Count the lines in the listing below that contain the string "silhouette". Give only the number.
##### Supplied material #####
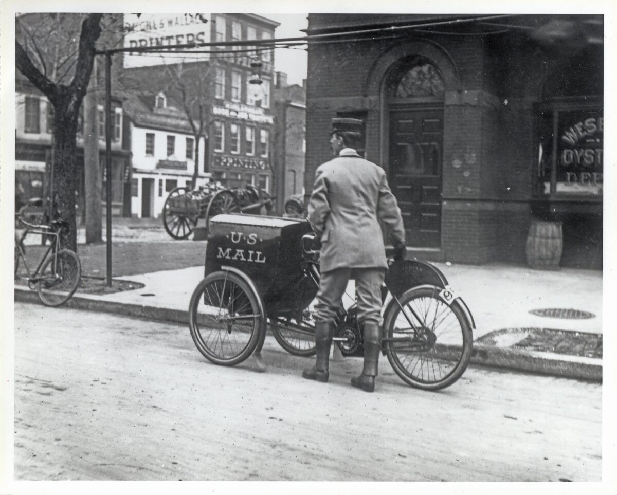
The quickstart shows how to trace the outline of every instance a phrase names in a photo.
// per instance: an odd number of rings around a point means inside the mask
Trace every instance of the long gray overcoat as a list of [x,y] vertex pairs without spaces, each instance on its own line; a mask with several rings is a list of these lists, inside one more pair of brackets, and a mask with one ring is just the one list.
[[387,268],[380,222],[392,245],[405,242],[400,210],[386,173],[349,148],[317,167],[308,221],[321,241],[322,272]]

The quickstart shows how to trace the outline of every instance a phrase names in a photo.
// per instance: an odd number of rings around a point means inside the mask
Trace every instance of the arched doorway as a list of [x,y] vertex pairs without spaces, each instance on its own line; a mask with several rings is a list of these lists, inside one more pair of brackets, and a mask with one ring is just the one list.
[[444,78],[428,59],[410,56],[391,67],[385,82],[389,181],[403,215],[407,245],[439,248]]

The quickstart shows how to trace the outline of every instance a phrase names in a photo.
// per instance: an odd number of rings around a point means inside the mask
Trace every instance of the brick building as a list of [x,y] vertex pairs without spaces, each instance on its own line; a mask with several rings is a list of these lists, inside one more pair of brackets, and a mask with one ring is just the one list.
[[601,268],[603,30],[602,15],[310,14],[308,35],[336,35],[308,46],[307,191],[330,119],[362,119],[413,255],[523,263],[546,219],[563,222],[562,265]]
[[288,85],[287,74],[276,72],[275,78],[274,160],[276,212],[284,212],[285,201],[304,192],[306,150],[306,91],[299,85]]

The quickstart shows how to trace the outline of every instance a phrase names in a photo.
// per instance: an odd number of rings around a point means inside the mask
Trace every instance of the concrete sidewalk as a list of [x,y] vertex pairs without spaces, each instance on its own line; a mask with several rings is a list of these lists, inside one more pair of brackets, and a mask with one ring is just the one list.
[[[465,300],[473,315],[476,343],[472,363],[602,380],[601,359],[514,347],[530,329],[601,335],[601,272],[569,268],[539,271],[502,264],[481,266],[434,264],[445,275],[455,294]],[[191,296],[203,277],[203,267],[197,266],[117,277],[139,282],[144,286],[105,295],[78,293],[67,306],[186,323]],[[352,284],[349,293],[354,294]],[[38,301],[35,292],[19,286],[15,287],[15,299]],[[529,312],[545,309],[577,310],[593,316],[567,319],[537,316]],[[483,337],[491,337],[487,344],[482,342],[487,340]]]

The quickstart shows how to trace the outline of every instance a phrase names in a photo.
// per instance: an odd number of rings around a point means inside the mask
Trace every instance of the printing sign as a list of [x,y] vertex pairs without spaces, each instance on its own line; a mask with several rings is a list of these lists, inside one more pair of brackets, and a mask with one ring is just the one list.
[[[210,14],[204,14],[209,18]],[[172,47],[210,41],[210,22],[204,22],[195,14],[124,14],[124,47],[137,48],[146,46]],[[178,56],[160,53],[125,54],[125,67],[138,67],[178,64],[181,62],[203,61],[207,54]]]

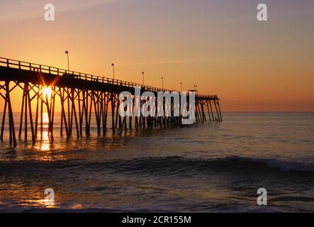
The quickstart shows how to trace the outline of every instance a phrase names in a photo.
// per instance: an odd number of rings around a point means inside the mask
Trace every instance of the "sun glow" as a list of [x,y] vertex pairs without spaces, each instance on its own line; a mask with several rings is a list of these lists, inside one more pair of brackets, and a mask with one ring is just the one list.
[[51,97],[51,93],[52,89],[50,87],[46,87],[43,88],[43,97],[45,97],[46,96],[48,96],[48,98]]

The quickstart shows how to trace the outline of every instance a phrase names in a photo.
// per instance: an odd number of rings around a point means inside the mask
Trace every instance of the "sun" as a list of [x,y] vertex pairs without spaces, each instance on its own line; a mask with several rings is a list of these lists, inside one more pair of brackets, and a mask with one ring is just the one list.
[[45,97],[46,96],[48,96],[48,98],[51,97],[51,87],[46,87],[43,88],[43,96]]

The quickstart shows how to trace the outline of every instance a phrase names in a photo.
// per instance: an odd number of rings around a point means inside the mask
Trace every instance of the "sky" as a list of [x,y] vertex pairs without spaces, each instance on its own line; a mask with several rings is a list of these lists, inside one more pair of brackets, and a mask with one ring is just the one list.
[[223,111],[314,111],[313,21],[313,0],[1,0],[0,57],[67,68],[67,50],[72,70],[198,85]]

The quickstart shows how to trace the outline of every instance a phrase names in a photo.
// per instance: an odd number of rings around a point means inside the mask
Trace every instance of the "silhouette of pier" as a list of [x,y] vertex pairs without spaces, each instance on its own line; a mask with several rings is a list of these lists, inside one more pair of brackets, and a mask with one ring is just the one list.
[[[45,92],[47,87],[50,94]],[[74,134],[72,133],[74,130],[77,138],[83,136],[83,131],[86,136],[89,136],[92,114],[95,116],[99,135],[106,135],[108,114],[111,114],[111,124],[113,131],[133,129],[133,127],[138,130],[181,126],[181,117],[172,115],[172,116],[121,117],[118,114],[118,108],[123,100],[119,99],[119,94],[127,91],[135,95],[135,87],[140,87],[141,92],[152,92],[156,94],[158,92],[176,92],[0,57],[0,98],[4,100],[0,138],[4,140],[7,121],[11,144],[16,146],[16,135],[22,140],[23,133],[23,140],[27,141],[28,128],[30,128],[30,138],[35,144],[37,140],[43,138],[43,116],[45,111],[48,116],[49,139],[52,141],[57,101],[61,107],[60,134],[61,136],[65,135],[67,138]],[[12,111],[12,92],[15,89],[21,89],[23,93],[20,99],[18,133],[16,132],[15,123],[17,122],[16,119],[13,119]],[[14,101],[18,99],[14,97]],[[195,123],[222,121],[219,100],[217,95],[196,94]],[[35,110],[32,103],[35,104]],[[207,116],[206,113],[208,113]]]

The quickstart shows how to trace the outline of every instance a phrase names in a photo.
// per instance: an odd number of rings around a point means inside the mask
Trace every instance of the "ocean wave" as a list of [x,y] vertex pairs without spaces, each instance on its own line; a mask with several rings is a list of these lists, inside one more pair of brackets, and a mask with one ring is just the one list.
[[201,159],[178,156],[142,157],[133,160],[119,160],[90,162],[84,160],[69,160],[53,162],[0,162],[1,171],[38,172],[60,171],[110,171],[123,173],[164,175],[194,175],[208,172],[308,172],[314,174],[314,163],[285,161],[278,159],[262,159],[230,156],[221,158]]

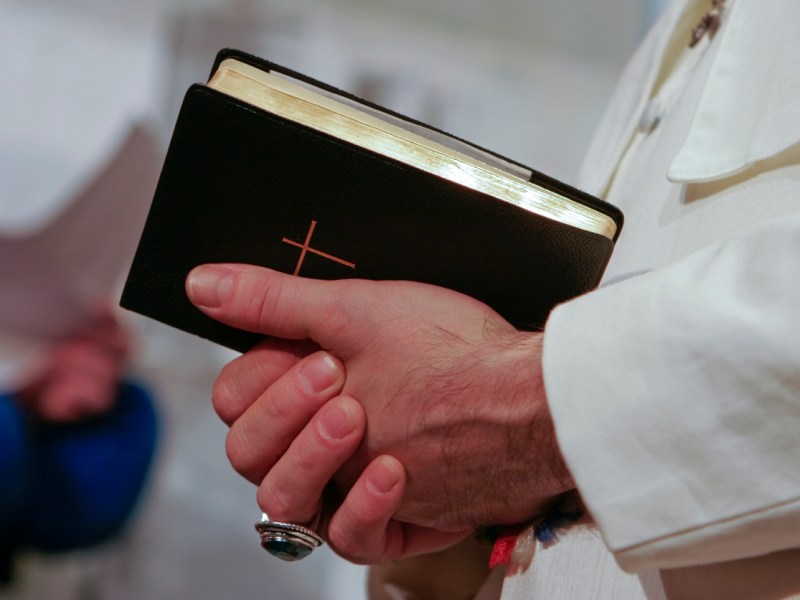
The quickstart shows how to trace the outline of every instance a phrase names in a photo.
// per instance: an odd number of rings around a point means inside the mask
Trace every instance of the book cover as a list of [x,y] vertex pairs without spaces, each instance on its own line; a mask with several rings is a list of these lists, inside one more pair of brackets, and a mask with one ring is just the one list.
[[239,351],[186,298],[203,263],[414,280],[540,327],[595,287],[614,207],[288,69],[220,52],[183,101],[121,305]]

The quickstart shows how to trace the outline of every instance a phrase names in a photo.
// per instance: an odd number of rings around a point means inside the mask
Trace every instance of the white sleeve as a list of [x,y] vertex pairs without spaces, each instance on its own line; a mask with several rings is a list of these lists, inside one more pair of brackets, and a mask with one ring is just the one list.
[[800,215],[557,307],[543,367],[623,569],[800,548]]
#####
Response to the task> 1